*Work task:*
Your answer should be the records again, unchanged in wording and free of images.

(Dataset entries)
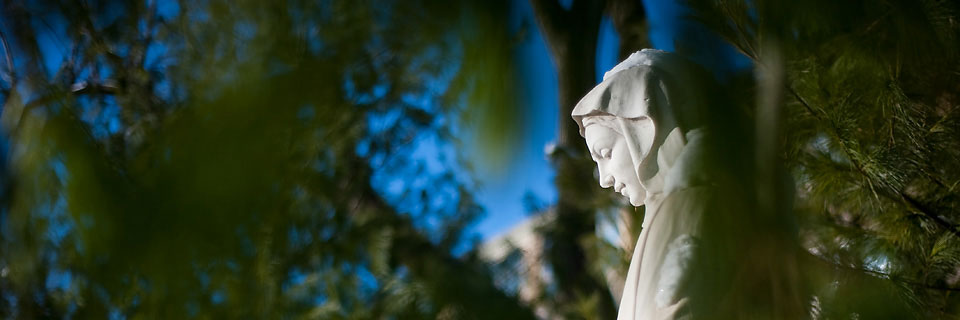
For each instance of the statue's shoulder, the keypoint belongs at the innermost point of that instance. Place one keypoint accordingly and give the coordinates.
(692, 168)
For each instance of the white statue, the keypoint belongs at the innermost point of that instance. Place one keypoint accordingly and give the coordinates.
(644, 128)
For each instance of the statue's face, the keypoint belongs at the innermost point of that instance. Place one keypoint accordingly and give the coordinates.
(609, 149)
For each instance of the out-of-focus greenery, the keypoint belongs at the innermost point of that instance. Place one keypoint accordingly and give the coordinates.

*Answer section:*
For each instance of the statue's shoulder, the keypoint belongs at the innermost point of that instance. Place one keypoint accordingly and give the coordinates.
(692, 168)
For each instance of the white statue, the keypoint belongs at the innermost point of that instance. Place one keypoint accordingly and give the coordinates.
(644, 128)
For each instance of the statue's face, the keypoint belongs at the innermost point of that instance. Place one keypoint accordingly and give the coordinates.
(609, 149)
For each instance of the out-of-focus greenery, the keypoint belongs at the innermost point of that instance. Place one keypoint accordingly and give the coordinates.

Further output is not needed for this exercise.